§ Material for this task
----------

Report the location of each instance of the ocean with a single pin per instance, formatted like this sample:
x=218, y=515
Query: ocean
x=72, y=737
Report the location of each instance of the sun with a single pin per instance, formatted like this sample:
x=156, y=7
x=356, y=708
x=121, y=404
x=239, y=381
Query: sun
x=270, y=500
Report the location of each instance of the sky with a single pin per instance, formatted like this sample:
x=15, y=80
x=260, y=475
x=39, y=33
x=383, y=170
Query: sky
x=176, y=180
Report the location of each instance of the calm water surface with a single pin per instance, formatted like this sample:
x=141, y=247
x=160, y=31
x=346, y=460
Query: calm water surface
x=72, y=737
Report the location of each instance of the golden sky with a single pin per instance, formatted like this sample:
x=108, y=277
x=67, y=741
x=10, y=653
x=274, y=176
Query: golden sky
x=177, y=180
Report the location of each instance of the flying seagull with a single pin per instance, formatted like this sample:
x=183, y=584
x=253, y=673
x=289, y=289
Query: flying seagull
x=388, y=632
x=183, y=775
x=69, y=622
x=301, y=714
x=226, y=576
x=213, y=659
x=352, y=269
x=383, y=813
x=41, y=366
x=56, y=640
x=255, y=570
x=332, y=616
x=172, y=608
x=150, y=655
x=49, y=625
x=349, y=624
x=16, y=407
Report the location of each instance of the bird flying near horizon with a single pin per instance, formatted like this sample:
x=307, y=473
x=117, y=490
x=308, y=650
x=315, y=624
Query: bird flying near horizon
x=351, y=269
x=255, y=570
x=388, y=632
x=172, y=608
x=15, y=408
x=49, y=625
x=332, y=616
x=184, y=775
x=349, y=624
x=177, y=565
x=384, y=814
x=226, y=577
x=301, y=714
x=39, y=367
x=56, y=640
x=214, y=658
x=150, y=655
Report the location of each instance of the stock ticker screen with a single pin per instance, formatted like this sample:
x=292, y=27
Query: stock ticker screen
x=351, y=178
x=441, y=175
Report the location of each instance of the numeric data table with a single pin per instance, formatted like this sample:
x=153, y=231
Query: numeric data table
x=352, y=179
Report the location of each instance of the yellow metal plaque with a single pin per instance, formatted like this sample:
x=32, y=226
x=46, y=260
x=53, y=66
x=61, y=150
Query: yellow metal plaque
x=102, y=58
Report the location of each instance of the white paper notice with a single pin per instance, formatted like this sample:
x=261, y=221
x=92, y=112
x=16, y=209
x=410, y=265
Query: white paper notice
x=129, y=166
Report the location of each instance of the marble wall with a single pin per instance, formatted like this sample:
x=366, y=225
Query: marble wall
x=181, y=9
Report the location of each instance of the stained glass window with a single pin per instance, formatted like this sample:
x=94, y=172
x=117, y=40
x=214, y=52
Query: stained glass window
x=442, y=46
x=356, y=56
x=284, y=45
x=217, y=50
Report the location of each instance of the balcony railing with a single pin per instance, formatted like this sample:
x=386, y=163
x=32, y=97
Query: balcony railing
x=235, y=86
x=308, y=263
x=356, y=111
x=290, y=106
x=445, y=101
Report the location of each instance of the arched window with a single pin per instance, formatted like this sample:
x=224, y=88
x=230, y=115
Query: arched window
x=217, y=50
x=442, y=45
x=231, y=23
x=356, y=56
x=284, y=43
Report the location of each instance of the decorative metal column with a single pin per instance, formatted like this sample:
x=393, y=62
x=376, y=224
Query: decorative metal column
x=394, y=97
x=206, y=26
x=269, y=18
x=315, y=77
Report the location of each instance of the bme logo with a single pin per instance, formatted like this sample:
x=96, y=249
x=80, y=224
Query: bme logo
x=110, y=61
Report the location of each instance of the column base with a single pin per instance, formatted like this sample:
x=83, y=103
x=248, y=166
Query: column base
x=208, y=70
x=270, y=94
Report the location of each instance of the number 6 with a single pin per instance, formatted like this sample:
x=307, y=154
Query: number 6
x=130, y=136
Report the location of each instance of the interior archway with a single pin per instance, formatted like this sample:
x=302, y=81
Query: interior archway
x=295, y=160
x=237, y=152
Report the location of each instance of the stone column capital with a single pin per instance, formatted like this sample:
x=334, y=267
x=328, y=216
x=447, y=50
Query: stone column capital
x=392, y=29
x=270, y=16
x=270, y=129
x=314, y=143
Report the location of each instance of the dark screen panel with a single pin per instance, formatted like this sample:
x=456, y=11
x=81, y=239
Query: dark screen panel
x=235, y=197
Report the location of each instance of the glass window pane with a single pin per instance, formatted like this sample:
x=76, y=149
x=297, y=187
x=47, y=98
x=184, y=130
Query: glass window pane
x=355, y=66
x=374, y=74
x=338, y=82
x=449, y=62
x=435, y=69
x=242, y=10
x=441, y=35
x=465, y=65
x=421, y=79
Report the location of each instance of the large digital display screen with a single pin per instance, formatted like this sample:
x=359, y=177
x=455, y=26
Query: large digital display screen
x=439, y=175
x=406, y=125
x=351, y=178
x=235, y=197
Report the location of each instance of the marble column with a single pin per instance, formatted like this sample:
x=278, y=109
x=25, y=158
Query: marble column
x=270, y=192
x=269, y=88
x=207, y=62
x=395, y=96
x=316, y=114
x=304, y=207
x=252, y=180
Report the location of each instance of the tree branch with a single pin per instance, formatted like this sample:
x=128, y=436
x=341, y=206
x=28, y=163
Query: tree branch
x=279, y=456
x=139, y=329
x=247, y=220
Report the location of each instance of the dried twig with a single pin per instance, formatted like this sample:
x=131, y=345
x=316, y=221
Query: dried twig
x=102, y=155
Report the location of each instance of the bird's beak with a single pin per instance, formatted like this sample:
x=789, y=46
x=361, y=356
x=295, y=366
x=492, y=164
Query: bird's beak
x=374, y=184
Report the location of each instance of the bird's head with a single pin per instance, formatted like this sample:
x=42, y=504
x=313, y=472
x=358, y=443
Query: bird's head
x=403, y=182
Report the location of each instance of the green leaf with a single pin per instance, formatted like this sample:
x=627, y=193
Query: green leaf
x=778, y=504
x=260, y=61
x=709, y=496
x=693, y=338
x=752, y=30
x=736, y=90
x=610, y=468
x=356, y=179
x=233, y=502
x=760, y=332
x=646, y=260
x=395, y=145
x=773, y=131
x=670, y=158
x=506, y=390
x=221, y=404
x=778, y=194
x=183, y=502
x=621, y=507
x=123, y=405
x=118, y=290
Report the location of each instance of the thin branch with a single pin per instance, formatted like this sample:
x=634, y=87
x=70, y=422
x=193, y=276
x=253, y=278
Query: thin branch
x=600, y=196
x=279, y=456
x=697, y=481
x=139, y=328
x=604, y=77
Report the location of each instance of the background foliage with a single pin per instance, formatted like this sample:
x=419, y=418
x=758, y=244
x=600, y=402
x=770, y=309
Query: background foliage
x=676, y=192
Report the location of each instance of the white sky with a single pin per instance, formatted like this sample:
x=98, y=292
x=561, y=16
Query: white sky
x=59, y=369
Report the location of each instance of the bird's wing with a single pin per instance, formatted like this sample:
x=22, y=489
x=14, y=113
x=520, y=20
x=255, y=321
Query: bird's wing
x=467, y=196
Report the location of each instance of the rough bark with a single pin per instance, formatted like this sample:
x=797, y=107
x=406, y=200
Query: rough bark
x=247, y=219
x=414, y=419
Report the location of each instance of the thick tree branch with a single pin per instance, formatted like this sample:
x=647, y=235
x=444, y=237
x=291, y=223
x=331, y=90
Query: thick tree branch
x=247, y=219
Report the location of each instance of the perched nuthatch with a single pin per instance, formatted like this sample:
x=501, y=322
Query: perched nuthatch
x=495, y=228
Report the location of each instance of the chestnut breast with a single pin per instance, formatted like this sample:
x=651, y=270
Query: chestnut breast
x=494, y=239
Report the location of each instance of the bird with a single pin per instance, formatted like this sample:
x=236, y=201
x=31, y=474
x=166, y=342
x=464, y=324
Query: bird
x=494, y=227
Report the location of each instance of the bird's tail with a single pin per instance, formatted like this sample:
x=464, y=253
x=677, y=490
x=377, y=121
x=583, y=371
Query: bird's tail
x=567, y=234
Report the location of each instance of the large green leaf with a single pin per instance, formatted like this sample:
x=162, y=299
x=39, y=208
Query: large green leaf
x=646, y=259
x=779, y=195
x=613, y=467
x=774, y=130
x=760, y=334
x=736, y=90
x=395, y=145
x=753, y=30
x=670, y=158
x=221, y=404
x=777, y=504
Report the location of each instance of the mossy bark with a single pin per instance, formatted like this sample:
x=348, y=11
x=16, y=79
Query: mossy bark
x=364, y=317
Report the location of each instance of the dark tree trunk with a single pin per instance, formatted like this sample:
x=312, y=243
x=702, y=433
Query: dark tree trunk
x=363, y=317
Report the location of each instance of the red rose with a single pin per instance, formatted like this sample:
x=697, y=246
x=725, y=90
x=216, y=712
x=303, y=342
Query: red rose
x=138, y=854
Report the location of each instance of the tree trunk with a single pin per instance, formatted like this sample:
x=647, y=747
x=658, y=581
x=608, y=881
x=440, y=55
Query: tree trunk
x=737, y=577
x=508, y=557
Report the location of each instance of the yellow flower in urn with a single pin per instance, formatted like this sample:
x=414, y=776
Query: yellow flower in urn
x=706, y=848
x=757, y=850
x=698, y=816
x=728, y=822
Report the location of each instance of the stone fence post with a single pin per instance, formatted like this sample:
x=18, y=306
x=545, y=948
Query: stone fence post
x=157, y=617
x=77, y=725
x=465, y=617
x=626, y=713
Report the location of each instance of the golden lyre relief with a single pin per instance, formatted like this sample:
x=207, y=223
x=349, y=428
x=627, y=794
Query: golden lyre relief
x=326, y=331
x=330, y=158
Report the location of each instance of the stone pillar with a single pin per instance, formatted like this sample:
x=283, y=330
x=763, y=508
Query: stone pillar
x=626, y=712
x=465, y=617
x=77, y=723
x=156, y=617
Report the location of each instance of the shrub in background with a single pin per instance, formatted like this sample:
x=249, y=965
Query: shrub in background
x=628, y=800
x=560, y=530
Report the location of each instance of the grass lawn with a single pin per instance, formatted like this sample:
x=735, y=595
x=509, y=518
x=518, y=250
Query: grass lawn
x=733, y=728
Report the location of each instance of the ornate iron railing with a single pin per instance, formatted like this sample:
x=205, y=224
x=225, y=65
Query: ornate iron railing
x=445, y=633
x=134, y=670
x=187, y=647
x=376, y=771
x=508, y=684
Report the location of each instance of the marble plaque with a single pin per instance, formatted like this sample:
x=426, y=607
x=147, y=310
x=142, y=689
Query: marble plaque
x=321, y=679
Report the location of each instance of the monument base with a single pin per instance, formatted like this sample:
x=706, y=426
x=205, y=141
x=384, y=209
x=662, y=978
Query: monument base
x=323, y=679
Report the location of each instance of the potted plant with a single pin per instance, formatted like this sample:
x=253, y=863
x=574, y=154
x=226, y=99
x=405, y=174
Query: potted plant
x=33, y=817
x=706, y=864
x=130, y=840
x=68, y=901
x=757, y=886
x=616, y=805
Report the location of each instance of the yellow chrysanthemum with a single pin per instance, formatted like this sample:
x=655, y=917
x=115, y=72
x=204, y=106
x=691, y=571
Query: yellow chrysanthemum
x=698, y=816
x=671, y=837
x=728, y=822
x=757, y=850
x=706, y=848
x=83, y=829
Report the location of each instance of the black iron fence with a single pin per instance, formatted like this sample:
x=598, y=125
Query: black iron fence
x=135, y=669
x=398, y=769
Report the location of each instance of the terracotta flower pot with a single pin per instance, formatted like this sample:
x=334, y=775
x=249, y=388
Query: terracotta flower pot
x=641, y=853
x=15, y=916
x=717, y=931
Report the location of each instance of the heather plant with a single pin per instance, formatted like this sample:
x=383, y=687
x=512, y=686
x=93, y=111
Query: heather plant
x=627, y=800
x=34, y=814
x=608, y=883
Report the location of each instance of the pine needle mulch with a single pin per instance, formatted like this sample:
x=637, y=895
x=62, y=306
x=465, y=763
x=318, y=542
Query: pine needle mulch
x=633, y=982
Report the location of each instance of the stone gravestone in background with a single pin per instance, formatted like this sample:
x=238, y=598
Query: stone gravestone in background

----------

§ Your objective
Report how many lines in the material contain the word "gravestone", writing the number and nothing more.

§ Output of the exercise
2